# Problem to work on
Please transcribe the full listing below line for line, leaving the pictures out of your copy.

[Records shown start]

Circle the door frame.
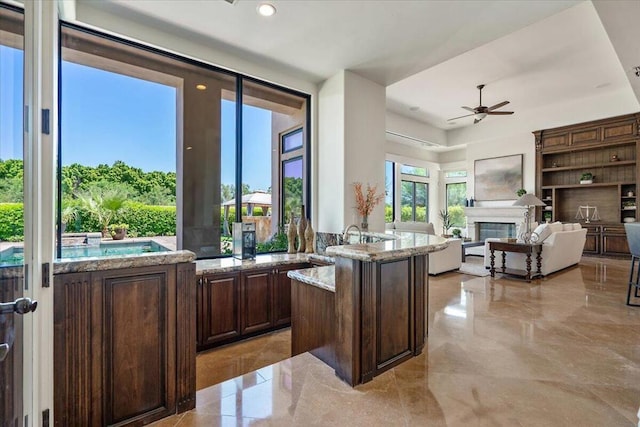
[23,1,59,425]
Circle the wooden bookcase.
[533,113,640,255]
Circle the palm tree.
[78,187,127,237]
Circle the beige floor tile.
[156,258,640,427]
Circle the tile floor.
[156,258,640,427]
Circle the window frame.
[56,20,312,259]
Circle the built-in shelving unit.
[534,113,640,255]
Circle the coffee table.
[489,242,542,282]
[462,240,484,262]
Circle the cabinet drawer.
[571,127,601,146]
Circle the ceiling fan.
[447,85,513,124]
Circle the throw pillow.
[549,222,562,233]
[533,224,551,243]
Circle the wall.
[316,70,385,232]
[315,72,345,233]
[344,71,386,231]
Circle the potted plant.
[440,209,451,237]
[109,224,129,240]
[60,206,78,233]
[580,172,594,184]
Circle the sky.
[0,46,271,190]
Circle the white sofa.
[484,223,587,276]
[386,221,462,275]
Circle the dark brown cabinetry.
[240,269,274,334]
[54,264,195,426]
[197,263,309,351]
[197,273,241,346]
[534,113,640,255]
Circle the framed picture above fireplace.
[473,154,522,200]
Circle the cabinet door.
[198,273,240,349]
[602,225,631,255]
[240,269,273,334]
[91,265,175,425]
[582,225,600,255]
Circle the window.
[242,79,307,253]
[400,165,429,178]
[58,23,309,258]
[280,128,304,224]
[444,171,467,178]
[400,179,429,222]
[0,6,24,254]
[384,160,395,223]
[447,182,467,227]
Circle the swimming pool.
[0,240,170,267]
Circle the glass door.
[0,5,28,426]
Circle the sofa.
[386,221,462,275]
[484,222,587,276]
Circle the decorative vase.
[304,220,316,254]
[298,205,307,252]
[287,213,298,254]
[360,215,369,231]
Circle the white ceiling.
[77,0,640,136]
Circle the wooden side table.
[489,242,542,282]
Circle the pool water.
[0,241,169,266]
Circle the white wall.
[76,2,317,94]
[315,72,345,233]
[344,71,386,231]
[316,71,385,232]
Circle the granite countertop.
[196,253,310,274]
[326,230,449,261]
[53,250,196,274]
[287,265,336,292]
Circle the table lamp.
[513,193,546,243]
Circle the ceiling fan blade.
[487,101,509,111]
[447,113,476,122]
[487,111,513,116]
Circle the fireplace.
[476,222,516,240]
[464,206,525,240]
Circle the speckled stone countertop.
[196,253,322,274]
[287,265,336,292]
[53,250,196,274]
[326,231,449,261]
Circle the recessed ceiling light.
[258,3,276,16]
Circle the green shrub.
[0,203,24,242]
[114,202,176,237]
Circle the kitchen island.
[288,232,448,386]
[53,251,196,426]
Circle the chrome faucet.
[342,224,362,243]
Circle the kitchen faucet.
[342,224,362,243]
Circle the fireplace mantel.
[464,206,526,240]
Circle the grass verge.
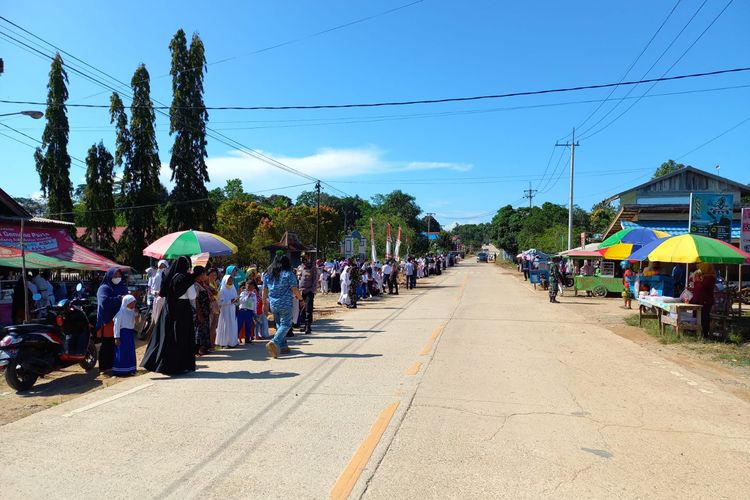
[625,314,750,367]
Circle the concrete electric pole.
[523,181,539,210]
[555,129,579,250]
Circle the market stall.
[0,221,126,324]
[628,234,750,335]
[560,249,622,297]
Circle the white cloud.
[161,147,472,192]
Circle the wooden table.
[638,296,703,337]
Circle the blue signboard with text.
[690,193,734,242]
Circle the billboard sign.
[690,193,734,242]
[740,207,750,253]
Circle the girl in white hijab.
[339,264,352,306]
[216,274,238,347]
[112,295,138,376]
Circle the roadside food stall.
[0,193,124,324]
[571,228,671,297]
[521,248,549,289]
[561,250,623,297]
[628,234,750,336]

[Records shown end]

# Complete answer
Circle the door frame.
[23,1,59,425]
Circle the wooden bookcase.
[533,113,640,255]
Circle the palm tree.
[78,187,127,237]
Circle the beige floor tile.
[156,258,640,427]
Circle the tile floor.
[156,258,640,427]
Circle the window frame.
[56,20,312,259]
Circle the built-in shelving unit.
[534,113,640,255]
Circle the coffee table.
[489,242,542,282]
[462,240,484,262]
Circle the cabinet drawer.
[571,127,601,146]
Circle the ceiling fan.
[447,85,513,124]
Circle the throw pillow.
[549,222,562,233]
[533,224,551,243]
Circle the wall.
[316,70,385,232]
[315,72,345,233]
[344,71,386,231]
Circle the potted plant.
[440,209,451,237]
[109,224,129,240]
[60,206,78,233]
[580,172,594,184]
Circle the sky.
[0,46,271,190]
Circle the white sofa.
[484,223,587,276]
[386,221,462,275]
Circle the dark brown cabinetry.
[240,269,274,334]
[54,264,195,426]
[197,263,309,351]
[197,273,241,346]
[534,113,640,255]
Circle the framed picture above fireplace.
[473,154,522,200]
Circle the cabinet door.
[198,273,240,349]
[602,225,631,255]
[240,269,273,334]
[91,265,175,425]
[582,225,600,255]
Circle the window.
[242,79,307,253]
[400,165,429,178]
[58,23,309,258]
[280,128,304,224]
[444,171,467,178]
[400,179,429,222]
[0,6,24,254]
[384,160,395,223]
[447,182,467,227]
Circle the swimming pool.
[0,240,170,267]
Circle the glass door.
[0,5,28,426]
Circle the sofa.
[386,221,462,275]
[484,222,587,276]
Circle the decorative vase.
[304,220,316,254]
[298,205,307,252]
[287,213,298,254]
[360,215,369,231]
Circle the white ceiling.
[77,0,640,136]
Circle the wooden side table.
[489,242,542,282]
Circle the pool water.
[0,241,169,266]
Circle the white wall.
[76,2,317,94]
[315,72,345,233]
[344,71,386,231]
[316,71,385,232]
Circle the granite countertop.
[196,253,310,274]
[326,230,449,261]
[53,250,196,274]
[287,265,336,292]
Circle the table lamp.
[513,193,546,243]
Circle the ceiling fan blade.
[487,101,509,111]
[447,113,476,122]
[487,111,513,116]
Circle the fireplace.
[476,222,516,240]
[464,206,525,240]
Circle the speckled stone countertop.
[196,253,322,274]
[287,265,336,292]
[53,250,196,274]
[326,231,449,261]
Circle the recessed ceiling light.
[258,3,276,16]
Circle the green shrub.
[0,203,24,242]
[114,202,176,237]
Circle the kitchen island.
[288,232,448,386]
[53,251,196,426]
Circle the chrome faucet.
[342,224,362,243]
Circle the kitchen faucet.
[342,224,362,243]
Circle the fireplace mantel.
[464,206,526,240]
Circle the grass verge.
[625,314,750,367]
Circle the concrete electric pole.
[523,181,539,210]
[555,129,579,250]
Circle the market stall.
[0,221,126,324]
[628,234,750,335]
[560,249,622,297]
Circle the white cloud.
[161,147,472,192]
Circle the wooden table.
[638,296,703,337]
Circle the blue signboard with text.
[690,193,734,242]
Circle the billboard sign.
[690,193,734,242]
[740,207,750,253]
Circle the girl in white hijab.
[339,264,352,306]
[216,274,238,347]
[112,295,138,376]
Circle the roadside food stall.
[0,193,124,324]
[571,228,671,297]
[521,248,549,289]
[561,250,623,297]
[628,234,750,336]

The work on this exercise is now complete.